EXCERPT:
* * * * * * * * *

The development of the theatre and opportunities for acting ceased when Puritan opposition to the stage banned the performance of all plays within London. Puritans viewed the theatre as immoral. The re-opening of the theatres in 1660 signaled a renaissance of English drama. English comedies written and performed in the Restoration period from 1660 to 1710 are collectively called "Restoration comedy". Restoration comedy is notorious for its sexual explicitness. At this point, women were allowed for the first time to appear on the English stage, exclusively in female roles. This period saw the introduction of the first professional actresses and the rise of the first celebrity actors.

19th century

In the 19th century, the negative reputation of actors was largely reversed, and acting became an honored, popular profession and art. The rise of the actor as celebrity provided the transition, as audiences flocked to their favorite "stars". A new role emerged for the actor-managers, who formed their own companies and controlled the actors, the productions, and the financing. When successful, they built up a permanent clientele that flocked to their productions. They could enlarge their audience by going on tour across the country, performing a repertoire of well-known plays, such as those by Shakespeare. The newspapers, private clubs, pubs, and coffee shops rang with lively debates evaluating the relative merits of the stars and the productions. Henry Irving (1838–1905) was the most successful of the British actor-managers. Irving was renowned for his Shakespearean roles, and for such innovations as turning out the house lights so that attention could focus more on the stage and less on the audience. His company toured across Britain, as well as Europe and the United States, demonstrating the power of star actors and celebrated roles to attract enthusiastic audiences. His knighthood in 1895 indicated full acceptance into the higher circles of British society.

* * * * * * * * *

ROWS:
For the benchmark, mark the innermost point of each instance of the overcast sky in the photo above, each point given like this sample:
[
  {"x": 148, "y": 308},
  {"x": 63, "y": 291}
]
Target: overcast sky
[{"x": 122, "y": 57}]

* * * * * * * * *

THE TASKS:
a. According to the acting history excerpt, in what year was Henry Irving knighted?
b. Carry on writing the acting history excerpt from the point where it stops.
The items have no connection to the acting history excerpt.

TASK-BY-TASK RESULTS:
a. 1895.

b.
20th century

By the early 20th century, the economics of large-scale productions displaced the actor-manager model. It was too hard to find people who combined a genius at acting as well as management, so specialization divided the roles as stage managers and later theatre directors emerged. Financially, much larger capital was required to operate out of a major city. The solution was corporate ownership of chains of theatres, such as by the Theatrical Syndicate, Edward Laurillard, and especially The Shubert Organization. By catering to tourists, theaters in large cities increasingly favored long runs of highly popular plays, especially musicals. Big name stars became even more essential.

Techniques

 Classical acting is a philosophy of acting that integrates the expression of the body, voice, imagination, personalizing, improvisation, external stimuli, and script analysis. It is based on the theories and systems of select classical actors and directors including Konstantin Stanislavski and Michel Saint-Denis.
 In Stanislavski's system, also known as Stanislavski's method, actors draw upon their own feelings and experiences to convey the "truth" of the character they portray. Actors puts themselves in the mindset of the character, finding things in common to give a more genuine portrayal of the character.
 Method acting is a range of techniques based on for training actors to achieve better characterizations of the characters they play, as formulated by Lee Strasberg. Strasberg's method is based upon the idea that to develop an emotional and cognitive understanding of their roles, actors should use their own experiences to identify personally with their characters. It is based on aspects of Stanislavski's system. Other acting techniques are also based on Stanislavski's ideas, such as those of Stella Adler and Sanford Meisner, but these are not considered "method acting".
 Meisner technique requires the actor to focus totally on the other actor as though they are real and they only exist in that moment. This is a method that makes the actors in the scene seem more authentic to the audience. It is based on the principle that acting finds its expression in people's response to other people and circumstances. Is it based on Stanislavski's system.

As the opposite gender
Formerly, in some societies, only men could become actors. In ancient Greece and ancient Rome and the medieval world, it was considered disgraceful for a woman to go on stage; nevertheless, women did perform in Ancient Rome, and again entered the stage in the Commedia dell'arte in Italy in the 16th century; Lucrezia Di Siena became the perhaps first professional actress since Ancient Rome. France and Spain, too, also had female actors in the 16th century. In William Shakespeare's England, however, women's roles were generally played by men or boys.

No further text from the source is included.